• DOCUMENT TEXT:
A month ago the world seemed obsessed with one thing: BP (see my post on the subject, Uncle Target , makes me a member of this cluster). However, now that BP seems to not have broken the world, attention can shift to other pressing matters. On this front, two issues have moved front and centre in the last few weeks: the results of the stress tests applied to European banks; and the related matter of the risk of "double dip".

I haven't posted anything on the stress tests. So, without having provided evidence for my views, the short version is this: the stress tests are a nonsense that did little more than encourage confidence amongst consumers, the financial cluster and industry more widely. They also afford governments and regulators an opportunity for some back slapping and self congratulation for a job well done. (At this juncture in my note we need the soundclip of the cartooned banker dragging himself to the master switch gasping "Must save world".)

To provide some substance to my view, one piece of evidence that is central to the argument that the stress tests are a nonsense is this: bank balance sheets were not tested for the scenario of a government defaulting on its debt. Whilst this has become a little less likely amongst European countries in recent months, aided by rescue packages alongside austerity packages, to act on the assumption that governments don't default seems naive.

Relate to this point, one event that materially heightens the risk of government default is a double dip recession. For this reason, many commentators want to wish the likelihood of event away. To be clear on this point, not for one moment do I wish a double dip upon economies, but to act as if the risk of double dip is nowhere in sight, and that consumers and investors should be brimming with confidence, strikes me as a perverse stance. Yet, in the article below, David Smith of the Sunday Times is clear on this point: "The more you say things are going to be horrendous, the more people will believe it." I'm not sure whether this statement should cause me to laugh or cry.

At what point will people, including Mr Smith, come to accept the world has been permanently changed? Twenty years of reckless spending and wild borrowing in the West; hiked social welfare levels in the face of increasingly greyed populations and ever-lower retirement ages; and a belief that money and wealth are the same thing and that both are available for modest effort had to end in a financial wreck. Picking through the economic debris hardly passes as fun for anyone, but sober analysis that recognises the hard yards are still top be made, and that these hard yards include later retirement, lower government spending and borrowing for investment and not consumptive purposes is what is needed.

Regardless, if you want a decent laugh or need a good cry, there's always the view that trees grow to the sky and that free lunches are abundant.

BLOODCURDLING TALK DOES MORE DAMAGE THAN CUTS

Ministers should stop exaggerating austerity measures. It dents consumer confidence, which could restrict the recovery
David Smith, Sunday Times

A nervous mood has de scended, not lightened by the banks’ bumper results or those exceptional figures a fortnight ago for economic growth in the second quarter.

Newspapers are full of talk of double-dip recessions and, oddly, stagflation, which puts me in mind of Lloyd Bentsen’s “I knew Jack Kennedy” putdown of Dan Quayle. I knew stagflation in the 1970s when inflation was 27% and the economy was deep in recession, a long way from where we are now.

As for a double dip, which some are desperate to see, including at least one Labour leadership candidate, it is highly unlikely globally — despite the slowdown in America — and very improbable for Britain in the absence of another financial shock.

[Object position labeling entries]
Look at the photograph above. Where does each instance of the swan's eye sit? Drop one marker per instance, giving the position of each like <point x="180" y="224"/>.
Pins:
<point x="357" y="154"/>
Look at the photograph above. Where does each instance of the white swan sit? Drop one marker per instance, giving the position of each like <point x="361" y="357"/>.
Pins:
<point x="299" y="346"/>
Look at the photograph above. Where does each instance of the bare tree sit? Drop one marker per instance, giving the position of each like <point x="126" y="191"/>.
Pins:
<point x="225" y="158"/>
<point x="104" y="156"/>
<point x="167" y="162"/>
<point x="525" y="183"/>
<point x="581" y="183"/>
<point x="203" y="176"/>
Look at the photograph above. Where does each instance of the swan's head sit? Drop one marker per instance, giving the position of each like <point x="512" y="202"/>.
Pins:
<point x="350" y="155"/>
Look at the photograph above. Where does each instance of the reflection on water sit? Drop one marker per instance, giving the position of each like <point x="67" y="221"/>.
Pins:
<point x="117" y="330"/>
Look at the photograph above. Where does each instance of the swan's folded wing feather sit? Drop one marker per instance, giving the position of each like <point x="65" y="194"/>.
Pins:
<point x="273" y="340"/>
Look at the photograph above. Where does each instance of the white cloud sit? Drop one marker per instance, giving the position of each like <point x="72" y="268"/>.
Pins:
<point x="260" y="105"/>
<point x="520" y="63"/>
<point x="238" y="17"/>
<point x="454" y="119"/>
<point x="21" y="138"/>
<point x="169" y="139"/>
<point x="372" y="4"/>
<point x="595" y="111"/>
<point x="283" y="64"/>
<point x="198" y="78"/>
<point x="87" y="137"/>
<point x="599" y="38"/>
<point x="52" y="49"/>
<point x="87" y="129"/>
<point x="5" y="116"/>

• REQUIRED WORK:
[1] Reproduce the stretch of the post on bank stress tests from "Ministers should stop" through "another financial shock.".
[2] Write the next part of the post on bank stress tests and double-dip risk, starting after its final sentence.

• OUTPUTS IN ORDER:
[1]
Ministers should stop exaggerating austerity measures. It dents consumer confidence, which could restrict the recovery
David Smith, Sunday Times

A nervous mood has de scended, not lightened by the banks’ bumper results or those exceptional figures a fortnight ago for economic growth in the second quarter.

Newspapers are full of talk of double-dip recessions and, oddly, stagflation, which puts me in mind of Lloyd Bentsen’s “I knew Jack Kennedy” putdown of Dan Quayle. I knew stagflation in the 1970s when inflation was 27% and the economy was deep in recession, a long way from where we are now.

As for a double dip, which some are desperate to see, including at least one Labour leadership candidate, it is highly unlikely globally — despite the slowdown in America — and very improbable for Britain in the absence of another financial shock.

[2]
Yet the nerves are there, reflected in a drop in consumer and business confidence. The latest purchasing managers’ index from the services sector shows that, while growth continues, business expectations have suffered a fall of about 10 percentage points since the spring.

There has been a similar fall in consumer confidence, as monitored by GfK NOP for the European Commission. It has dropped by eight points from pre-election levels even as the recovery has picked up speed and unemployment fallen.

Why might this be? Markit, which produces the purchasing managers’ index (it measures business-to-business activity), puts the blame on the government.

“Behind the weaker growth profile for the service sector is a failure of confidence to rebound from the record fall seen in the aftermath of the emergency budget,” said Paul Smith, an economist with Markit. “Expectations about prospects for the coming year appear to have down-shifted in response to the austerity measures announced in June.”

The fall in consumer confidence has a similar cause. Talk of austerity has dominated the coalition government’s short life.

Next, the clothing retailer, reported a “noticeable cooling” of demand since early May, when David Cameron and Nick Clegg strode into Downing Street.

In general, despite one or two wobbles, the coalition has done very well. Compared with the warnings about the dangers of a hung parliament ahead of the election, and nonsense about Britain sitting on a bed of nitroglycerine, things have been remarkably calm. Sterling is up and so are gilts.

The government had to set out a clear plan for cutting the budget deficit. Labour, had it been re-elected, would have had to carry out a more bloodthirsty spending review than it admitted.

The problem is not the policy but the way it is being presented, as I touched on in recent talks at the Institute of Economic Affairs and at the think-tank Reform. The spending “cuts” over the next four years, including those inherited from Labour, but not yet implemented, add up to £84 billion compared with previous notional plans.

None of this has yet been delivered. There are three stages to the public-spending process: set the envelope, negotiate cuts to stay within that envelope, then deliver the cuts. The first is easy. The second a little more difficult. But it is only during the third stage that you know whether you can do it or not.

The government is encouraging people to look towards the end of a process that will take several years. It is also generating its own scare stories. The more you say things are going to be horrendous, the more people will believe it. When the Treasury asks most Whitehall departments to come up with cuts of 40%, not only is the departmental response likely to be less than rational but the impression is created of an irresponsible slash-and-burn process carried out with great relish by the coalition’s young Turks.

Fun though it is for newly-appointed ministers to be so macho, it is also undermining confidence. Even some Tory MPs are uneasy about it, while their Liberal Democrat confrères can only watch as their poll ratings collapse.

Are not ministers just being straight with voters, telling it like it is? What would the alternative have been?

What I would do, and it is not too late, is remind voters, and departments, that we have been through the biggest spending splurge in our history. If there is a good time to diet, it is after a feast.

Then I would point out that even the government’s savage spending envelope allows for public-sector current expenditure to rise from £600 billion in 2009-10 to £711 billion in 2015-16, a cash rise of 18.5%.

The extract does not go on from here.